• Text section:

Agent-Friendly Docs Spec

The following are appropriate additions to the spec’s Known Platform Limits table:

Tool Invocation

  • Tool invocation is conditional and deterministic for unambiguous query types: static facts and trivial math were never searched across all raw track runs; live data and research queries always invoked the tool. Behavior was consistent across all 3 complete raw runs.
  • In the interpreted track, tool invocation is implicit and not observable. citation_count == 0 doesn’t mean search wasn’t performed - test_1_live_data returned 0 citations in 2/3 runs while still producing accurate live BTC prices.

Citation and Source Counts

  • Citation counts in the interpreted track are highly nondeterministic: test_8_multi_hop ranged 8–20 across 3 runs; no test produced identical counts across all runs.
  • Self-reported source counts are unreliable: test_6 run 2 claimed “10 sources” but produced 1 inline citation; test_4 run 3 claimed “12 distinct sources” but produced 1 citation.
  • Raw source counts were stable at 12 across all invoked tests and all context sizes - the only exception being domain filter tests, which errored, and no-search tests, 0 sources.

search_context_size

  • Latency impact is consistent in the interpreted track - high ~1.5–1.7× slower than low and inconsistent in the raw track - r2 high was faster than low.

• Dataset extract:
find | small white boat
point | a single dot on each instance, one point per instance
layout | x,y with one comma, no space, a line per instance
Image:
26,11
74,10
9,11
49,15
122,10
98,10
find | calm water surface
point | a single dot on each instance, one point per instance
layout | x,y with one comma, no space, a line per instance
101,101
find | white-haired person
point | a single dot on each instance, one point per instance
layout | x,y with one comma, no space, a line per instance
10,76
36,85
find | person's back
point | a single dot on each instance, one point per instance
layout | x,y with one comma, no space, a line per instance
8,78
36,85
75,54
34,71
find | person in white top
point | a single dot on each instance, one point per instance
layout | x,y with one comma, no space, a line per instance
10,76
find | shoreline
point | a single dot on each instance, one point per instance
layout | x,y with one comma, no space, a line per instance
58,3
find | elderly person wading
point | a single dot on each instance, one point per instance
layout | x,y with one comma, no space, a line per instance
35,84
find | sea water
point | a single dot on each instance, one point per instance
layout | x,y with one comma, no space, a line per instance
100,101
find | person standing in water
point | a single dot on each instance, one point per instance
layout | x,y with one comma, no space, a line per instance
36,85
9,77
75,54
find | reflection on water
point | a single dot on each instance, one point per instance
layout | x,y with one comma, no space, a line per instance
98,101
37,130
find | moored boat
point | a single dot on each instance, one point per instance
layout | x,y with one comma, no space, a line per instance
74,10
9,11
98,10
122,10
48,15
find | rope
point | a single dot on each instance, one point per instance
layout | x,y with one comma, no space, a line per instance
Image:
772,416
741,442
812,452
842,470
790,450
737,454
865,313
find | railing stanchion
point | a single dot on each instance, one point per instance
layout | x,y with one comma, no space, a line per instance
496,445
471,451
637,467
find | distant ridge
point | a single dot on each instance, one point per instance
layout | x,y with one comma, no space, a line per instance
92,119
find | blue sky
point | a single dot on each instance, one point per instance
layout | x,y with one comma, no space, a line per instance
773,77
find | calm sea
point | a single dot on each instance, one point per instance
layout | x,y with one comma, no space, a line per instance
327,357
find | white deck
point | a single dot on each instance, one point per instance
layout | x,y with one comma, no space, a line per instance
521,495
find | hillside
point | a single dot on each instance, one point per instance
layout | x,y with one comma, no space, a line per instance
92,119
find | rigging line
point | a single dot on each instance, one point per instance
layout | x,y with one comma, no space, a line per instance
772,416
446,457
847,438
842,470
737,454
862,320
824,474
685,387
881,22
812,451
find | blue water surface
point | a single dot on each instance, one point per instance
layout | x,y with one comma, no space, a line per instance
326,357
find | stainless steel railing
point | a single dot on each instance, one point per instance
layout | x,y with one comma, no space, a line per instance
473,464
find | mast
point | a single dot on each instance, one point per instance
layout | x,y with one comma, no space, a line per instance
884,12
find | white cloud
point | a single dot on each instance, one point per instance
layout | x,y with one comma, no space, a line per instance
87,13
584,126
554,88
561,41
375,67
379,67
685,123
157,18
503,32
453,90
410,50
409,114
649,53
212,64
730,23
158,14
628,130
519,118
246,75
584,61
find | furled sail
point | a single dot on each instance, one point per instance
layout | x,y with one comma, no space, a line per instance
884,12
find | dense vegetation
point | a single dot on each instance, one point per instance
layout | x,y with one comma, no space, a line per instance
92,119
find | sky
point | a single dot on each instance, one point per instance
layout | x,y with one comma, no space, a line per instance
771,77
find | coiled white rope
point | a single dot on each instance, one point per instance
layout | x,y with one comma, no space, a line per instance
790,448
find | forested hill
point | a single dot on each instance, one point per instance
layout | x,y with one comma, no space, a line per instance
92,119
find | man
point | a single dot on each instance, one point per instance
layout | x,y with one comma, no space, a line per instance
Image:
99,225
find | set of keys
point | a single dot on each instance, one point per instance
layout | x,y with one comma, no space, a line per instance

• Set of tasks:
1/ According to the spec excerpt, what range of citation counts did test_8_multi_hop produce across its 3 runs?
2/ Decide whether each statement agrees with the spec excerpt. Answer yes or no for each, and quote the deciding words.
(a) Static facts and trivial math were never searched in any raw track run.
(b) test_6 run 2 claimed "12 distinct sources."
(c) In the raw track, a high search context size was always slower than a low one.

• Solutions:
1/ 8–20

2/
(a) Yes: "static facts and trivial math were never searched across all raw track runs"
(b) No: "test_6 run 2 claimed “10 sources” but produced 1 inline citation"
(c) No: "inconsistent in the raw track - r2 high was faster than low"